DIRECTIONS FOR THIS TASK: Without skipping anything, print all of the data exactly.

(Beginning of THE INPUT)

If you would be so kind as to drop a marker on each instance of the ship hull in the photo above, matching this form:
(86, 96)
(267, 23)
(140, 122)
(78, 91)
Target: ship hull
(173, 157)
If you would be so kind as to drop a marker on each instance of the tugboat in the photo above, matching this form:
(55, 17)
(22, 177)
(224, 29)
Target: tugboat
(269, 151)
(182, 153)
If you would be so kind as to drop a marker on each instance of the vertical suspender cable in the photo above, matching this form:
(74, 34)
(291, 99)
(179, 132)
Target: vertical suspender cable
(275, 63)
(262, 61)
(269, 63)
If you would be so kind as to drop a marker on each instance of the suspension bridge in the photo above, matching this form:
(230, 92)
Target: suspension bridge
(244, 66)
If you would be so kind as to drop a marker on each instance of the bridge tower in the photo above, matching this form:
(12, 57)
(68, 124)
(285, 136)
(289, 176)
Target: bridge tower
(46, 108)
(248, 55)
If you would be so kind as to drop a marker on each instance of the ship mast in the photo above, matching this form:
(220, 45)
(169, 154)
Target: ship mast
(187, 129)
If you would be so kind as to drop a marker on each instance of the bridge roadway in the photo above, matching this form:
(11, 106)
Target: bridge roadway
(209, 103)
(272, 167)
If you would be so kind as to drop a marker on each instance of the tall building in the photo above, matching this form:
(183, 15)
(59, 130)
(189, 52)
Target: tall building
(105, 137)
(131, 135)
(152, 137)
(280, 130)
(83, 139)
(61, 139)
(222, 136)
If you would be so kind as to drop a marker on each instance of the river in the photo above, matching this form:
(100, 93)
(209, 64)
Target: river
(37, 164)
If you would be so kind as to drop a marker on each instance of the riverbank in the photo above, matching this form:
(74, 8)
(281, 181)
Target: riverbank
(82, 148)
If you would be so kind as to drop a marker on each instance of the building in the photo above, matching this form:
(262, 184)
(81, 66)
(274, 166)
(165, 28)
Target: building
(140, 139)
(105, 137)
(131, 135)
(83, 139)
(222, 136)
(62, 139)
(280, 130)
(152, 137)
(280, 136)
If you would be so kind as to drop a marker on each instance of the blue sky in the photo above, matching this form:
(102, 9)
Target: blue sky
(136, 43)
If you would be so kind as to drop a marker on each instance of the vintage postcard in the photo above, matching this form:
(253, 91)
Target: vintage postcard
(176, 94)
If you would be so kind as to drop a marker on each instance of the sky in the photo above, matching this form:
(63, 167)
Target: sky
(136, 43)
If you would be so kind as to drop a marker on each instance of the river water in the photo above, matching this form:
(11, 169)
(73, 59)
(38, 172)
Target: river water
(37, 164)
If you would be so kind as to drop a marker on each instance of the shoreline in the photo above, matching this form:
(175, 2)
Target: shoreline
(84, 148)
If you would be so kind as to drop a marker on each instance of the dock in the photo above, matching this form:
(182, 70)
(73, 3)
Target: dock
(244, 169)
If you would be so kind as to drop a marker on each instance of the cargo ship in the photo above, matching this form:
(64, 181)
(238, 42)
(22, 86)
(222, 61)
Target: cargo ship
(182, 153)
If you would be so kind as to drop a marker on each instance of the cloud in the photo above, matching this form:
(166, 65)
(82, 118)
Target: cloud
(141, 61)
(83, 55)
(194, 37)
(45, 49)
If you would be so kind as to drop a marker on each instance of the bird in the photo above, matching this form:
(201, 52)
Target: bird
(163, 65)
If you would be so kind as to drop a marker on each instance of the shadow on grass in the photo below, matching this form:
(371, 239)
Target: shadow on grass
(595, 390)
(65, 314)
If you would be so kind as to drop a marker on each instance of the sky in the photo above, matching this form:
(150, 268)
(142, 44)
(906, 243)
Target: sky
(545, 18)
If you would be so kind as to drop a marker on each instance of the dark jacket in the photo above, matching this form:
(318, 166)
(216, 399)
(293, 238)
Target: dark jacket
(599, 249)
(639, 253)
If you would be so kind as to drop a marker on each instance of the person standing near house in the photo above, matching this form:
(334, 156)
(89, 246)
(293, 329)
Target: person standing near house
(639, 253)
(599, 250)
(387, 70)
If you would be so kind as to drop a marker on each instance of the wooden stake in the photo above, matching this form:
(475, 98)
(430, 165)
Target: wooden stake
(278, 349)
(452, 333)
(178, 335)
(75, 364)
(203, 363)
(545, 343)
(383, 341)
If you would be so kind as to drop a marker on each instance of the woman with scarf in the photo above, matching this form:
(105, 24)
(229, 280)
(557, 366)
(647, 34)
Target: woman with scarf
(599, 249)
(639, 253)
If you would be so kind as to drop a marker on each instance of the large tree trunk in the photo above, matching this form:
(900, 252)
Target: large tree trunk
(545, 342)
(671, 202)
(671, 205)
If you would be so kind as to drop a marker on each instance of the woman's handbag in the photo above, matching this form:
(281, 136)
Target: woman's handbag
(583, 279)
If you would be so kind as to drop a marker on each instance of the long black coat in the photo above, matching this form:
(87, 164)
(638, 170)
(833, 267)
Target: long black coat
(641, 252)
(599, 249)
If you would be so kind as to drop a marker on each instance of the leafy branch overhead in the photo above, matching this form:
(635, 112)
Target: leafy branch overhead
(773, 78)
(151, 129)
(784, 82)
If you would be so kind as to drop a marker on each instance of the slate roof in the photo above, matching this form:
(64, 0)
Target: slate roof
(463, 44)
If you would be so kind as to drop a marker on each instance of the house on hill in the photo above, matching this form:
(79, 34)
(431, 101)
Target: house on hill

(End of THE INPUT)

SOLUTION TO THE EXERCISE:
If you would be so kind as to drop a marker on each instance of the ship hull in the photo above, matching this form:
(86, 96)
(267, 23)
(140, 122)
(78, 91)
Target: ship hull
(173, 157)
If you would be so kind as to drop a marker on each instance of the tugboat in the photo above, matching this form:
(55, 17)
(22, 177)
(224, 29)
Target: tugboat
(269, 151)
(182, 153)
If you would be so kind as to drop a marker on each instance of the vertical suspender cable in the photo above, matching this form:
(74, 34)
(291, 99)
(179, 132)
Target: vertical suspender cable
(275, 63)
(262, 61)
(269, 63)
If you would be so kind as to drop a marker on each instance of the suspension bridge in the photo above, matching this form:
(230, 92)
Target: suspension bridge
(244, 66)
If you would be so kind as to drop a marker on each instance of the bridge tower in the photo above, matching this form:
(12, 57)
(68, 124)
(285, 136)
(289, 176)
Target: bridge tower
(46, 108)
(248, 55)
If you would be so kind as to drop a marker on each instance of the ship mast in the photo above, matching this form:
(220, 45)
(169, 154)
Target: ship mast
(187, 129)
If you would be so kind as to drop a marker on each instance of the bridge roadway in the photo above, matching this form:
(11, 106)
Target: bridge roadway
(209, 103)
(272, 167)
If you would be so kind as to drop a marker on each instance of the tall building in the photo above, matching this form:
(183, 15)
(59, 130)
(189, 52)
Target: tall building
(105, 137)
(131, 135)
(152, 137)
(280, 130)
(83, 139)
(61, 139)
(222, 136)
If you would be so kind as to drop a marker on each instance of the river in the photo above, matching this form:
(100, 93)
(209, 64)
Target: river
(37, 164)
If you would be so kind as to drop a marker on each instance of the riverbank in the photo above, matching this form:
(74, 8)
(281, 181)
Target: riverbank
(82, 148)
If you would be so kind as to drop a marker on each instance of the building in the photo above, matching this form:
(262, 184)
(81, 66)
(274, 166)
(165, 28)
Target: building
(140, 139)
(105, 137)
(131, 135)
(83, 139)
(222, 136)
(62, 139)
(280, 130)
(152, 137)
(280, 136)
If you would be so kind as to drop a marker on each instance of the blue sky in the photo above, matching this form:
(102, 9)
Target: blue sky
(136, 43)
If you would be so kind as to drop a marker on each instance of the vintage postcard in the photo above, matching this form:
(253, 91)
Target: vintage postcard
(176, 94)
If you would be so kind as to drop a marker on each instance of the sky in the photo above, matching this form:
(63, 167)
Target: sky
(136, 43)
If you would be so kind as to drop a marker on each instance of the river water in the photo above, matching this form:
(11, 169)
(73, 59)
(38, 172)
Target: river water
(37, 164)
If you would be so kind as to drop a marker on each instance of the shoreline in the photo above, matching this form:
(175, 2)
Target: shoreline
(84, 148)
If you would be so kind as to drop a marker on each instance of the dock in the photo above, matching this form:
(182, 70)
(73, 3)
Target: dock
(244, 169)
If you would be so kind as to drop a marker on each instance of the cargo ship in the photo above, matching this form:
(64, 181)
(238, 42)
(22, 86)
(222, 61)
Target: cargo ship
(182, 153)
If you would be so kind as to drop a marker on each instance of the cloud in the photo above, matching this form:
(166, 65)
(82, 118)
Target: cloud
(141, 61)
(83, 55)
(194, 37)
(45, 49)
If you would be so kind as to drop a marker on each instance of the bird in the photo above, matching this form:
(201, 52)
Target: bird
(163, 65)
If you would be so kind as to drop a marker on each instance of the shadow on grass in the photo below, matching this form:
(371, 239)
Target: shadow on grass
(595, 390)
(65, 314)
If you would be so kind as to drop a marker on each instance of the sky in the photo above, matching this form:
(150, 268)
(142, 44)
(906, 243)
Target: sky
(545, 18)
If you would be so kind as to drop a marker on each instance of the dark jacket in the photo above, matching this form:
(318, 166)
(216, 399)
(293, 238)
Target: dark jacket
(599, 249)
(639, 253)
If you would be so kind as to drop a marker on each instance of the person standing near house in the photo above, matching this form:
(334, 156)
(89, 246)
(293, 329)
Target: person standing near house
(639, 253)
(599, 250)
(387, 70)
If you would be so kind as to drop a marker on each instance of the wooden stake in the photo above, matching this form:
(475, 98)
(430, 165)
Target: wooden stake
(278, 349)
(452, 333)
(178, 335)
(75, 364)
(203, 363)
(545, 343)
(383, 341)
If you would be so kind as to drop a marker on each instance of the woman with scarf in the photo above, matching this form:
(105, 24)
(229, 280)
(557, 366)
(647, 34)
Target: woman with scarf
(599, 249)
(639, 253)
If you would be so kind as to drop a marker on each instance of the large tree trunk in the photo above, matching this form:
(900, 252)
Target: large tree trunk
(545, 342)
(671, 202)
(671, 205)
If you would be so kind as to drop a marker on each instance of the woman's handbag in the photo above, matching this form:
(281, 136)
Target: woman's handbag
(583, 279)
If you would be so kind as to drop a marker on each instance of the long black coat in the photo above, matching this form:
(87, 164)
(638, 170)
(833, 267)
Target: long black coat
(641, 252)
(599, 249)
If you would be so kind as to drop a marker on each instance of the leafy branch overhead in the photo above, matching this form:
(635, 112)
Target: leafy branch overhead
(773, 78)
(151, 129)
(784, 82)
If you would be so kind as to drop a marker on each instance of the slate roof in the photo above, matching this form:
(64, 0)
Target: slate roof
(463, 44)
If you would be so kind as to drop a marker on each instance of the house on hill in the photo above, matching this form:
(79, 34)
(431, 101)
Target: house on hill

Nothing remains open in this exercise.